◆ Extracted text:
····················

DETROIT -- Matthew Boyd's no-hit bid ended when Tim Anderson doubled with two outs in the ninth inning, and the Detroit left-hander closed out a 12-0 win over the Chicago White Sox on Sunday for the first nine-inning complete game of his professional career.

Boyd (6-10) allowed only two runners -- a walk to Rob Brantly in the third and Anderson's double to the gap in right-center field with two outs in the ninth. He threw a career-high 121 pitches and struck out five.

The 26-year-old had not thrown a complete game in 52 previous major league starts and had never thrown a nine-inning complete game in 121 previous professional starts.

Miami's Edinson Volquez has the only no-hitter in the majors this year, against Arizona on June 3 (see full recap).

Astros clinch AL West with win over Mariners
HOUSTON -- Justin Verlander struck out 10 batters over seven innings in his first home start for Houston while Derek Fisher and Marwin Gonzalez homered in a big fifth inning as the Astros clinched the American League West with a 7-1 win over the Seattle Mariners on Sunday for their first division title since 2001.

George Springer and Carlos Correa also homered for the Astros, who won their first division title since 2001 and seventh overall. The Astros become the first team in Major League Baseball history to win titles in three divisions after previously winning the NL West and NL Central.

Verlander (13-8) retired his first seven batters before Ben Gamel homered into the right-center bullpen in the third. He allowed just two singles after that to improve to 3-0 since he was acquired from Detroit on Aug. 31.

Andrew Moore (1-4) allowed three runs and seven hits in 4 2/3 innings (see full recap).

····················

◆ Labeled-object pointing listing:
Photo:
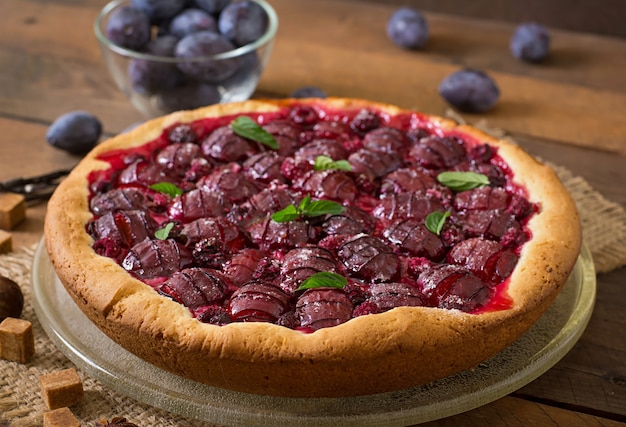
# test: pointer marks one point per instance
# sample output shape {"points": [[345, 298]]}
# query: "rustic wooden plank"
{"points": [[593, 374], [546, 108], [24, 152], [513, 412], [577, 99]]}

····················

◆ Problems:
1 - According to the baseball game recaps, how many pitches did Matthew Boyd throw in the win over the Chicago White Sox?
2 - Name every Astros player who homered in the Houston win over the Seattle Mariners described in the baseball game recaps.
3 - Resume the baseball game recaps after their final sentence.

◆ Expected answers:
1 - He threw a career-high 121 pitches.

2 - Derek Fisher, Marwin Gonzalez, George Springer and Carlos Correa.

3 -
Jason Heyward gets big hit as Cubs sweep Cardinals
CHICAGO -- Jason Heyward hit a tiebreaking RBI single with two out in the seventh, and the Chicago Cubs swept the St. Louis Cardinals with a 4-3 victory on Sunday.

Ben Zobrist drove in two runs and Kyle Schwarber hit his 27th homer as the NL Central-leading Cubs closed out a 6-3 homestand with their sixth consecutive victory. They stayed four games ahead of Milwaukee and increased their advantage over third-place St. Louis to six games.

Pedro Strop (5-4) worked a rocky seventh for the win and Wade Davis got three outs for his 31st save in 31 chances. Dexter Fowler flied out to the warning track in center with a runner on first to end the game.

The Cardinals trailed 3-0 before Fowler hit a tying three-run homer off Jose Quintana with two out in the sixth, silencing the crowd of 37,242 on a warm, sunny day at Wrigley Field. The inning began with a double for Matt Carpenter that eluded a lunging Schwarber in left (see full recap).

David Price returns in Red Sox's loss to Rays
ST. PETERSBURG, Fla. -- David Price returned from a nearly two-month layoff by pitching two hitless innings for the Boston Red Sox in a 3-2 loss to the Tampa Bay Rays on Sunday.

The 2012 AL Cy Young Award winner was activated Thursday and pitched for the first time since July 22 after being sidelined by left elbow inflammation. He struck out two in his first relief appearance since 2010.

Jake Odorizzi (9-8) gave up one hit in six innings and the Rays salvaged the finale of a three-game series. Jesus Sucre's solo home run off Eduardo Rodriguez regained the lead for Tampa Bay in the sixth inning after Jackie Bradley Jr. homered for the only hit off Odorizzi.

It was the sixth home run for Sucre and the 17th for Bradley.

Odorizzi took a no-hitter into the sixth, having given up only a first-inning walk to Dustin Pedroia. He had retired 14 straight when he walked Brock Holt to lead off the sixth. Bradley's two-run homer followed on a 3-2 pitch, tying the game 2-2.

Rodriguez (5-6) took the loss for the Red Sox, who opened the day three games in front of the Yankees in the AL East (see full recap).

Rosario's 2 homers, Mauer's slam propel Twins past Blue Jays
MINNEAPOLIS -- Eddie Rosario homered twice, Joe Mauer hit a grand slam and the Minnesota Twins overcame a five-run deficit to beat the Toronto Blue Jays 13-7 Sunday and maintain control for the second AL wild card.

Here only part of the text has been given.